++++ Texte fourni ++++

La crainte de l’échec scolaire
L’École connaît de très forte mutation depuis le XIX ème siècle avec en 1833 l’obligation pour chaque commune de posséder une école, et en 1881-1882, l’école laïque, gratuite et obligatoire. Aujourd’hui, les effectifs sont énormes et la durée des études se fait plus longue qu’en 1950. En effet, à la fin des années 50, 5% d’une classe d’âge obtenait le baccalauréat contre 70 actuellement.
Pourtant, face au marché de l’emploi les choses se compliquent. François DUBET (professeur des Universités, directeur d’études à l’École des hautes études en sciences sociales ) dresse un triste constat : «quand les diplômes sont offerts à tous ou presque, leur utilité se renforce puisque l’absence de diplôme constitue une sorte de handicap, en même temps que la relation entre le diplôme et l’emploi devient plus incertaine. Les diplômes sont de plus en plus indispensables en même temps que décline leur valeur relative. On observe alors des processus de déclassement car les emplois offerts aux jeunes diplômés sont souvent très inférieurs à ceux que la longueur des formations pouvait laisser espérer. Par une sorte de paradoxe, la formation scolaire est de plus en plus indispensable aux individus alors même que sa « rentabilité » moyenne est de plus en plus faible. Cela affecte profondément la nature des stratégies scolaires et, à terme, la confiance même dans l’école.» (Source :Sociologie de l’éducation, Encyclopédie Universalis).
De plus, de nombreux déterminismes sociaux pèsent sur la réussite sociale et scolaire de l’individu. Les études montrent bien la corrélation qu’il existe entre difficulté sociale et difficulté scolaire. Selon Alain GIRARD (professeur honoraire à l’université René-Descartes-Sorbonne) et de nombreux sociologues, «la réussite est liée de la manière la plus étroite au niveau d’instruction. Presque tous les hommes haut placés sont des « diplômés », ou sortent des écoles publiques ou privées jouissant d’un prestige élevé ; en totalité, quand il s’agit de carrières dont l’accès dépend de la possession d’un diplôme particulier, et dans la proportion de six, sept, huit ou neuf sur dix dans celles où aucun titre déterminé n’est requis, comme la politique, les arts ou même, comme aux États-Unis, le sport. Ils ont donc prouvé leurs aptitudes, et le principe égalitaire est respecté dans la lettre. Mais la poursuite des études supérieures n’est le fait que d’une partie très limitée de la population. Il faut, pour y accéder et y réussir, appartenir le plus souvent à des milieux favorisés.»
Alain GIRARD estime dans sa conclusion que «quels que soient les dons ou les chances à la naissance, ils ne sauraient suffire en tant que tels pour assurer la réussite. Il y faut une volonté de réussir, une motivation, une « secrète exigence ». Les déterminants sociaux ne sont pas contestables, qui entravent ou qui facilitent l’apparition et la formation d’individualités capables d’assumer des fonctions de responsabilités.[…]Tous les enfants des milieux favorisés ne réussissent pas, tous les enfants d’une même famille n’atteignent pas la même réussite scolaire. Certains échouent quand d’autres parviennent à s’imposer, alors qu’ils avaient bénéficié au départ des mêmes avantages.» (La réussite sociale, Encyclopédie Universalis)

++++

## Consignes:
[A] Dites si chacune des affirmations suivantes concorde avec le texte sur la crainte de l’échec scolaire, en répondant par oui ou par non et en citant mot pour mot le passage qui tranche : (i) l’obligation pour chaque commune de posséder une école date de 1833 ; (ii) selon François DUBET, la valeur relative des diplômes augmente ; (iii) selon Alain GIRARD, tous les enfants des milieux favorisés réussissent.
[B] Prolongez le texte sur la crainte de l’échec scolaire à la suite de sa dernière phrase.

++++ Données extraites ++++

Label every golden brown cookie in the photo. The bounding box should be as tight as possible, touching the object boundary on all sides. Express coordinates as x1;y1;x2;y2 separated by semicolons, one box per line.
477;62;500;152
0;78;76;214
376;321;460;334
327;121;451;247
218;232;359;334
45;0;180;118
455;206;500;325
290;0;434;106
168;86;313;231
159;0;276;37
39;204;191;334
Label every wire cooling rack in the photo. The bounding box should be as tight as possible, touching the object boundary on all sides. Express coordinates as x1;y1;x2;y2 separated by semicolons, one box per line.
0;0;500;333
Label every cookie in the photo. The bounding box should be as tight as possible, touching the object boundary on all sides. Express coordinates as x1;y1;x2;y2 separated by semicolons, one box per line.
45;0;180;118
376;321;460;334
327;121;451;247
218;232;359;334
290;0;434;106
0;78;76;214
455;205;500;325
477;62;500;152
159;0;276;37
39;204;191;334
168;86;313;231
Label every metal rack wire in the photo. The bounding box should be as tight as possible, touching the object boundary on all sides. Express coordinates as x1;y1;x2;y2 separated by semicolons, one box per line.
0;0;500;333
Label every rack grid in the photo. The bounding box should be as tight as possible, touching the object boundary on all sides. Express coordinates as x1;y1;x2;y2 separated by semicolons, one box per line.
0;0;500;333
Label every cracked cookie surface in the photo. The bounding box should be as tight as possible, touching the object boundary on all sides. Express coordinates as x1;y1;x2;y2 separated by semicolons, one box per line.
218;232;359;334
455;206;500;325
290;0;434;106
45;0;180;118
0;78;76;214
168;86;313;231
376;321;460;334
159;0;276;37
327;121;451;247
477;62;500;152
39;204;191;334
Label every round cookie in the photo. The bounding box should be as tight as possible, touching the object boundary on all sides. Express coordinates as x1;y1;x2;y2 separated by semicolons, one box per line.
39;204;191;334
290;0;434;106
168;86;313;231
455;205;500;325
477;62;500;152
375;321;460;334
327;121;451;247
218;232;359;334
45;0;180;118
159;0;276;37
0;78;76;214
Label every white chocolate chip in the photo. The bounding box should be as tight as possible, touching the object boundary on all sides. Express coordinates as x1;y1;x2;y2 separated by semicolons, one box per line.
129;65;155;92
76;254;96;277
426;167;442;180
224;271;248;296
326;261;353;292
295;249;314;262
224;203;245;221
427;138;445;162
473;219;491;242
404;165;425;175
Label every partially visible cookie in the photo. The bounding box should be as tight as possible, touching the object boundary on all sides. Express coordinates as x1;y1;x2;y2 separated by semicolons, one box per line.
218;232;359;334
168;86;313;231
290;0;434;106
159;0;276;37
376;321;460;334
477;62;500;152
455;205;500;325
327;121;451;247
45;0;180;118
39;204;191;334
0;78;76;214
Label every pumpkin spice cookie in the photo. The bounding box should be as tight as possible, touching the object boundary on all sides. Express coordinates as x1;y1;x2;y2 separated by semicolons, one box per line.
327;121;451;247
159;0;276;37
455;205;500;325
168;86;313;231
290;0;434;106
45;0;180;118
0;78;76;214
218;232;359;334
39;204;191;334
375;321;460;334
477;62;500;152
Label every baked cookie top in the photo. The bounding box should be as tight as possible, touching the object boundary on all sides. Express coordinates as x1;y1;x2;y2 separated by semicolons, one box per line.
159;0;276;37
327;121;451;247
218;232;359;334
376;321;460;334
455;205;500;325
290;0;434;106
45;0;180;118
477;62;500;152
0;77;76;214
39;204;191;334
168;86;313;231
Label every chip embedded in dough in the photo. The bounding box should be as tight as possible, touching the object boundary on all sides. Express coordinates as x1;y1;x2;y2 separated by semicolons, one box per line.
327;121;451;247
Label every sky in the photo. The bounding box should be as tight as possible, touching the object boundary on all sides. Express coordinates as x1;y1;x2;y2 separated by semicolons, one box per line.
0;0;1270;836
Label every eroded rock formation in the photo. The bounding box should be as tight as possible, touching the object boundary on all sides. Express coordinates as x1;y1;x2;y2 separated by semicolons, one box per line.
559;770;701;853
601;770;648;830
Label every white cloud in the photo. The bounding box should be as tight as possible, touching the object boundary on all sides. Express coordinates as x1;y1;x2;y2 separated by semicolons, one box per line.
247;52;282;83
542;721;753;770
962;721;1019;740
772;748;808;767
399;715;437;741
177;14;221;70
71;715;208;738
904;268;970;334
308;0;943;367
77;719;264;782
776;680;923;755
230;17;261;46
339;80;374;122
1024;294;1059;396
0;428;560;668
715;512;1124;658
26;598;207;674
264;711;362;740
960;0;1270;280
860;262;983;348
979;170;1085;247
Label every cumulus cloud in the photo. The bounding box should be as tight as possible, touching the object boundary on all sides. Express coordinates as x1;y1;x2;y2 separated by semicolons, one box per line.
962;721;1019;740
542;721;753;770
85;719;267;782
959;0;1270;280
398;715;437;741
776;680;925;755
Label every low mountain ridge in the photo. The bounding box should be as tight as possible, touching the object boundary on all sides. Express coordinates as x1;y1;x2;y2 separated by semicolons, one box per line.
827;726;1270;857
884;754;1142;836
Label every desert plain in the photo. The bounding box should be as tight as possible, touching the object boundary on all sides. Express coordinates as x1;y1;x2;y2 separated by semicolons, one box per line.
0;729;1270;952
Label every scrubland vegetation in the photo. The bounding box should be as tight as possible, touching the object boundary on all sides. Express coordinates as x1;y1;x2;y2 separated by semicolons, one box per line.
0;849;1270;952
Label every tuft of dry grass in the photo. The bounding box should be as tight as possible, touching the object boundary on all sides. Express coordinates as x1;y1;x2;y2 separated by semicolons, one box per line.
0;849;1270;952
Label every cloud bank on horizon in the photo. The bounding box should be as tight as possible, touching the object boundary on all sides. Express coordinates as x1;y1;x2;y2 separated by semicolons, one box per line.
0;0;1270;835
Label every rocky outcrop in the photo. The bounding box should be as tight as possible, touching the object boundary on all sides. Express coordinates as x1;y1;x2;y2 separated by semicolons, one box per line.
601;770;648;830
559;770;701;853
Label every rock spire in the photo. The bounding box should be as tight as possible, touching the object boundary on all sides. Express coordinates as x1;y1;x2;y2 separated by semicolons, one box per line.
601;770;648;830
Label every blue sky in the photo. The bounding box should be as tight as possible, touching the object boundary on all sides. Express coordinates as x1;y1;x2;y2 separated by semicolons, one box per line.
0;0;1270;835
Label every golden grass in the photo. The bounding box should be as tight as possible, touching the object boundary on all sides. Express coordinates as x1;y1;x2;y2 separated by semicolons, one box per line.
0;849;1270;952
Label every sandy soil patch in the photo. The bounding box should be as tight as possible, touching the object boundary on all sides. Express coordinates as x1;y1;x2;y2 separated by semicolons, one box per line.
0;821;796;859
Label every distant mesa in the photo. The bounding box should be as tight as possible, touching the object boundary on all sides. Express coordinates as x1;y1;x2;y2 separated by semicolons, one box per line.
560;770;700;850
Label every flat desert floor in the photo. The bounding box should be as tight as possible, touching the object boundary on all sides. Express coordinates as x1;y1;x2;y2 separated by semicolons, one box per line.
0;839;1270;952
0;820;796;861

++++

## Réponses aux consignes:
[A]
(i) Oui : « en 1833 l’obligation pour chaque commune de posséder une école ».
(ii) Non : « Les diplômes sont de plus en plus indispensables en même temps que décline leur valeur relative ».
(iii) Non : « Tous les enfants des milieux favorisés ne réussissent pas ».

[B]
Ainsi face à une exigence sans cesse croissante du diplôme, la peur de l’échec scolaire devient obsessionnelle chez la grande majorité des familles. Durkheimestime que l’éducation a pour but de «susciter et développer chez l’enfant un certain nombre d’états physiques, intellectuels et moraux que réclament de lui et la
société politique dans son ensemble et le milieu spécial auquel il est particulièrement destiné ». L’éducation est sans contestation possible un enjeu et le redoublement est souvent considéré comme un échec. Les études montrent que le redoublement n’a pas toujours l’effet bénéfique escompté et qu’il laisse présager des difficultés scolaires futures. On constate que la majorité des élèves ayant redoublé l’école élémentaire se retrouve en difficultés scolaires au collège. Cependant, plus le niveau d’étude est important, plus le redoublement est bien vécu et donc bénéfique à l’élève. De plus, dans une société où l’instruction se généralise, les voies dîtes «professionnelles» sont souvent vécues par les familles ou par les élèves comme un échec ce qui accroit le nombre d’élèves des filières générales.
A partir des années 70, le thème de l’échec scolaire est devenu un objet fortement favorisé par les études de sociologie de l’éducation. Lors de la même décennie, des recherches montrent qu’il existe une corrélation entre la classe sociale et la réussite universitaire. Le mythe de l’école est alors mis à mal même si de nombreux élèves de classe sociale défavorisée passent entre les mailles de cette «logique».
Il est nécessaire de préciser que la notion d’échec scolaire est une notion tout relative. Francine BEST évoque bien cette idée dans son livre intitulé L’échec scolaire (Que sais-je?, édition PUF, 1996) : «Par ailleurs, le sentiment d’échouer varie d’un élève à l’autre, d’une famille à l’autre ; ce qui est un minimum à atteindre ou une déception pour une famille de cadres supérieurs ou d’enseignants diffère du tout au tout de ce qui est réussite exceptionnelle ou simple résignation pour une famille ouvrière. C’est déjà par extension que l’on évoque l’échec scolaire pour les élèves âgés de plus de seize ans, qui se trouvent donc hors obligation scolaire. Si l’on parle d’échec scolaire aujourd’hui pour les lycéens, c’est que l’échec au baccalauréat professionnel ou général peut conduire au chômage, autant que le fait de ne pas avoir son brevet, voire son certificat d’études dans les années 1960.»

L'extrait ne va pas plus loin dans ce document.